Blog

21st Century Management the Zappos Way

I’m feeling a bit out-of-date and stuffy today.  Last week, Plus Delta’s CEO Jeremy Lurey and I toured Zappos’ Headquarters in Henderson, Nevada just outside Las Vegas.  If I hadn’t been there to see it first hand, I would have a hard time integrating what I’ve read into just how unbelievably youthful, crazy weird yet motivating the environment is.  Click here to see it for yourself. At the end of the tour, Jeremy and I took the traditional picture next to a throne to prove that they treat their customers like royalty.  You get to choose what hat to wear.  Well, at Zappos, teams rule, and the power lies in the involvement and creativity of their people.  When it was our turn, simultaneously Jeremy and I picked hats that were complete role reversal of boss and staff.  We got it!

◆ ◆ ◆ ◆

* _WRITTEN TASK A_
Summarize the blog post in two sentences.
The records that come next have no connection to the blog post.

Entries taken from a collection
◆ ◆ ◆ ◆

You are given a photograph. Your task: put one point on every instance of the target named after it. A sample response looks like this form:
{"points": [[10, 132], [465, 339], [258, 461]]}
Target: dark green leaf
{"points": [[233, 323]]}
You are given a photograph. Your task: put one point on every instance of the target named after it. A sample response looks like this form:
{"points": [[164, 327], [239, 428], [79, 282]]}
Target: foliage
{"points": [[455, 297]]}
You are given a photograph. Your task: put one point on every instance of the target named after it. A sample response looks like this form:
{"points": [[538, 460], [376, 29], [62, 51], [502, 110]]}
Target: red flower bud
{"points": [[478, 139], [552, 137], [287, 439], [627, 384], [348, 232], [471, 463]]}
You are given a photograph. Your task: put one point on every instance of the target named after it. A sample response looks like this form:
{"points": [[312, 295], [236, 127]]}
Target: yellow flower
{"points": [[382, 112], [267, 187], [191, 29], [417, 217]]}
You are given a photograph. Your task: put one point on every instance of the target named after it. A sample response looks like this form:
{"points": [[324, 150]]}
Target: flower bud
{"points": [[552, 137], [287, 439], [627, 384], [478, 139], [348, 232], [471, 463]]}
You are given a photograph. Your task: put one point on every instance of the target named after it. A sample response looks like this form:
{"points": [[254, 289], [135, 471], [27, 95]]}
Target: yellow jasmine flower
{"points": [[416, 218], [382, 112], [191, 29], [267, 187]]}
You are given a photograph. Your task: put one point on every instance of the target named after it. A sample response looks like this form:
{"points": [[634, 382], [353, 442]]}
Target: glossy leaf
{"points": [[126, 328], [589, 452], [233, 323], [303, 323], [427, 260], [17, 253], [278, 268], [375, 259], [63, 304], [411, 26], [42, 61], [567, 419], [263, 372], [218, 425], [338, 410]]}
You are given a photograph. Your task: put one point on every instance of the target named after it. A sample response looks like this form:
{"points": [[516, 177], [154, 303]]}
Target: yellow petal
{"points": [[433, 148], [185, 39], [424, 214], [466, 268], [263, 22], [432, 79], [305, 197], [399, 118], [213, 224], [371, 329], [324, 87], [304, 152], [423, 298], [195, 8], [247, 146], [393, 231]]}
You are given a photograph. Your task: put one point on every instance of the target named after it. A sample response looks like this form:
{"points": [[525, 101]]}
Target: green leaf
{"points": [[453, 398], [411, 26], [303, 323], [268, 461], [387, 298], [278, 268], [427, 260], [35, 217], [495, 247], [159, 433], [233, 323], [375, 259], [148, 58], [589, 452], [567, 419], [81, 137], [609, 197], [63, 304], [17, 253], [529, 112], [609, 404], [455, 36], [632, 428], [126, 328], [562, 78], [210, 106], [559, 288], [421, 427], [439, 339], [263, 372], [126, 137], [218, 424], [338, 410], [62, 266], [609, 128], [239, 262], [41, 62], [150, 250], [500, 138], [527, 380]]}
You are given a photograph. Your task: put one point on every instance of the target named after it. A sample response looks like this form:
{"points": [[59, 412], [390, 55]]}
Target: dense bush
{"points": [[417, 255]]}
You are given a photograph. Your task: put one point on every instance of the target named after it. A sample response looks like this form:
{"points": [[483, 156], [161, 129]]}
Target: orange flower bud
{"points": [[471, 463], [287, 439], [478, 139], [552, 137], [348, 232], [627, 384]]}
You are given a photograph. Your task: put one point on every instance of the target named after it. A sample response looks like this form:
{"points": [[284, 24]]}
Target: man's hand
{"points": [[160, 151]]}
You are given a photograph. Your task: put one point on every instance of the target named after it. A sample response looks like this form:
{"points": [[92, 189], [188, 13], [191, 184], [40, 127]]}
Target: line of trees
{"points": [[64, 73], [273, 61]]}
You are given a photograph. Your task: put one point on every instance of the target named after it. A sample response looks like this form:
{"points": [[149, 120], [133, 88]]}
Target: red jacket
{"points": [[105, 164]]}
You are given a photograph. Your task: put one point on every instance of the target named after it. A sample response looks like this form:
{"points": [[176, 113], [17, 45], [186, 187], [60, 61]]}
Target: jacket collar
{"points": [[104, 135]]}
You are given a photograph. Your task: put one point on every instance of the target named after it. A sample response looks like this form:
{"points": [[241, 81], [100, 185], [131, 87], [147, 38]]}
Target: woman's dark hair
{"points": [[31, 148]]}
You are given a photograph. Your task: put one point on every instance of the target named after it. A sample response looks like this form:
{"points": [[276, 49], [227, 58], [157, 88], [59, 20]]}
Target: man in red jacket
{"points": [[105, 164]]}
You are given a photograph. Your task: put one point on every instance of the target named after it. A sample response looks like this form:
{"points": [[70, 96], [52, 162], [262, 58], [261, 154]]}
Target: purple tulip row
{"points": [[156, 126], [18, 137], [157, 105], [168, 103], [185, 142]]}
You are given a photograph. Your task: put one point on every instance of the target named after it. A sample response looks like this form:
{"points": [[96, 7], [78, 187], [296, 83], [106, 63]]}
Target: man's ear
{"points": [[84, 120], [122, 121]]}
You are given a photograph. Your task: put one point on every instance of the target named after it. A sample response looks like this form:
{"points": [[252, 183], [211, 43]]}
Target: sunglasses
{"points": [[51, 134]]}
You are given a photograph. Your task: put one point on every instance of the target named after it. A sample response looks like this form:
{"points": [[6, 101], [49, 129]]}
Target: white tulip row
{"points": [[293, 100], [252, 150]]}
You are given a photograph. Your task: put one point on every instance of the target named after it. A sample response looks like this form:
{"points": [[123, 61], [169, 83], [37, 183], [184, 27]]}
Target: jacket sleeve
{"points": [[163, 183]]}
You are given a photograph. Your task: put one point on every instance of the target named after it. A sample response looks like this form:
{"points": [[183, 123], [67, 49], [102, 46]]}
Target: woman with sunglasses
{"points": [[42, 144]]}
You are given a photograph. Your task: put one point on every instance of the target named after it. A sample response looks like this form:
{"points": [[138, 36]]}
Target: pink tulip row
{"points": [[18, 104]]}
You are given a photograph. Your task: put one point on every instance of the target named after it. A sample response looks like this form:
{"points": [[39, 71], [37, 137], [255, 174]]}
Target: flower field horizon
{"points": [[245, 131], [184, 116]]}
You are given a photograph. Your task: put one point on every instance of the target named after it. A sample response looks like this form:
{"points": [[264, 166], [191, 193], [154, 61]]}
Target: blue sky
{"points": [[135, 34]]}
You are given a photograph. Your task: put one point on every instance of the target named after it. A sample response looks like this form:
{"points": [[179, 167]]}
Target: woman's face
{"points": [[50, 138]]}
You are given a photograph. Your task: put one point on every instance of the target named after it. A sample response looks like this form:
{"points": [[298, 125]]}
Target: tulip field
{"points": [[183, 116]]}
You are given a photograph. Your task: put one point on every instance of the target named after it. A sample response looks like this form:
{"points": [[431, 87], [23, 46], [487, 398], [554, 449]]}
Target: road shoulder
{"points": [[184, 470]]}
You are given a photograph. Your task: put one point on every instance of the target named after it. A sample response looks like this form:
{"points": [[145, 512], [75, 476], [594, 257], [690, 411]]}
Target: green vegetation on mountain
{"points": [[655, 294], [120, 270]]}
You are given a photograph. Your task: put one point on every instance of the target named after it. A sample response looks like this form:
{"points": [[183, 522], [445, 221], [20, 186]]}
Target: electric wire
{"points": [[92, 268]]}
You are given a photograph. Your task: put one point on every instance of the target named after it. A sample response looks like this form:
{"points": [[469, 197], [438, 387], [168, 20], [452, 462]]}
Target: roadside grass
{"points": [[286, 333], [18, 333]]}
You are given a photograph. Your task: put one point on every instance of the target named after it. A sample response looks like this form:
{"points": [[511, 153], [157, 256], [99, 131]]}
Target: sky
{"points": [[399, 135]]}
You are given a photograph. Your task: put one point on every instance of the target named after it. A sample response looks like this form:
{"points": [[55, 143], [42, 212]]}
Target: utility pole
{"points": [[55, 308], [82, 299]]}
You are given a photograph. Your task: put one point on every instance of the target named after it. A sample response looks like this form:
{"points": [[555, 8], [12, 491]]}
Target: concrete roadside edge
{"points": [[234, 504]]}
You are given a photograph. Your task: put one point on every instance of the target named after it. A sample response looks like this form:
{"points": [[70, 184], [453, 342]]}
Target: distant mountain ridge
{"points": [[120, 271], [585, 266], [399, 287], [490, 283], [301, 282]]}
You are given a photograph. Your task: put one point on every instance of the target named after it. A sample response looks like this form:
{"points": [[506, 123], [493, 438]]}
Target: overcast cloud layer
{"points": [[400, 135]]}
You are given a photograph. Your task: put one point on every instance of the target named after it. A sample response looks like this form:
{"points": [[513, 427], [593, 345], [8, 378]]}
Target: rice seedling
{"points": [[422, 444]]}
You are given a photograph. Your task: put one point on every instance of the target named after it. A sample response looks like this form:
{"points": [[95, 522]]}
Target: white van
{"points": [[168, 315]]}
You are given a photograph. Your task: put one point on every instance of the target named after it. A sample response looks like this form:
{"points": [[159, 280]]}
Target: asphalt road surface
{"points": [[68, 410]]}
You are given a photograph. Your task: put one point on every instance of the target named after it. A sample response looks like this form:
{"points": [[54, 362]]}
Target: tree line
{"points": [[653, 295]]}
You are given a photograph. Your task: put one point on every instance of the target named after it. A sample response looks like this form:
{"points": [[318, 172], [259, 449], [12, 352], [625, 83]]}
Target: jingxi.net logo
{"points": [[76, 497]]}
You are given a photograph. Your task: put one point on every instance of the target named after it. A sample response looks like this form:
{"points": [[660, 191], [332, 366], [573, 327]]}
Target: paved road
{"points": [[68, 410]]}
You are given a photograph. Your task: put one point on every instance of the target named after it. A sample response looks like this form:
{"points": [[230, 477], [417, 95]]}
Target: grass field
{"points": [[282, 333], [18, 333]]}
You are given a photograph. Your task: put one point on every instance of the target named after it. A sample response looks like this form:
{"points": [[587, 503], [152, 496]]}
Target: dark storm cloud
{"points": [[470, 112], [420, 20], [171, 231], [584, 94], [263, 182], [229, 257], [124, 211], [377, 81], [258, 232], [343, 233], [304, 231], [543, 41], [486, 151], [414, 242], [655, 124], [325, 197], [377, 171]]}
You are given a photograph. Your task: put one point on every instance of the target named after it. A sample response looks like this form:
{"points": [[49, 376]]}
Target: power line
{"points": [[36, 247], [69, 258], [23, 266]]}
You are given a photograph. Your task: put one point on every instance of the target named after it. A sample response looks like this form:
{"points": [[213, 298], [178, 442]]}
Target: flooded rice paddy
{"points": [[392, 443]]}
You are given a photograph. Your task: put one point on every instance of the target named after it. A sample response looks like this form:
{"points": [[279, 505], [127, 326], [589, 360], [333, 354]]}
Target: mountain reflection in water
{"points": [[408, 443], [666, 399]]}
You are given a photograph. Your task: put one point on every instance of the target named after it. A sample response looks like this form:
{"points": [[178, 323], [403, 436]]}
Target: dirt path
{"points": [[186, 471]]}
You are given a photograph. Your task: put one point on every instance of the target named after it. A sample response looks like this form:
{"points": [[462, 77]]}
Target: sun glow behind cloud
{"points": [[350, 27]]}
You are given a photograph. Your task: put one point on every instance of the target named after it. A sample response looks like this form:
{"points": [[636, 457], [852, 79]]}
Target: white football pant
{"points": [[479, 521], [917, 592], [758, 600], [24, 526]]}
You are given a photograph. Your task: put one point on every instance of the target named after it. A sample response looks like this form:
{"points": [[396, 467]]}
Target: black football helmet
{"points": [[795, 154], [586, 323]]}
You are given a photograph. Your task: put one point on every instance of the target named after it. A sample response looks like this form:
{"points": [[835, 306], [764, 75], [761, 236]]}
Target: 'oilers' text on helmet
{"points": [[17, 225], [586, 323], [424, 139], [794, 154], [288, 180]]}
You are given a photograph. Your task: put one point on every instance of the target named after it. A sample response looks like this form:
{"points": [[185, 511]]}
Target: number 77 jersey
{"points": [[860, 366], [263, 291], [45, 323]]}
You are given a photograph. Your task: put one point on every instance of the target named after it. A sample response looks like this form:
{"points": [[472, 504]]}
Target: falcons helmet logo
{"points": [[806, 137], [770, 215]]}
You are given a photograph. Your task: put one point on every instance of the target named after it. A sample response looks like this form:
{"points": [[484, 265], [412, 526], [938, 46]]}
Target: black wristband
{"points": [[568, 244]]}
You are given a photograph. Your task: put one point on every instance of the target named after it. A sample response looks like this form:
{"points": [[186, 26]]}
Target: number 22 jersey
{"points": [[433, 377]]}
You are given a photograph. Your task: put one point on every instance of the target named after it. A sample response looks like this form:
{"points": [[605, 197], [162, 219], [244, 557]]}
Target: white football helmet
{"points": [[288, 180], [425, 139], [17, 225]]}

◆ ◆ ◆ ◆

* _WRITTEN TASK B_
Return every line of the records that contains the word "tulip".

* _WORKED SOLUTION A_
The writer and Plus Delta's CEO, Jeremy Lurey, toured Zappos' headquarters in Henderson, Nevada, and found the environment unbelievably youthful, crazy weird, and motivating. At the end of the tour, the two took the traditional picture next to a throne and chose hats that reversed the roles of boss and staff, reflecting the Zappos view that teams rule and that power lies in the involvement and creativity of its people.

* _WORKED SOLUTION B_
Target: purple tulip row
Target: white tulip row
Target: pink tulip row
Target: tulip field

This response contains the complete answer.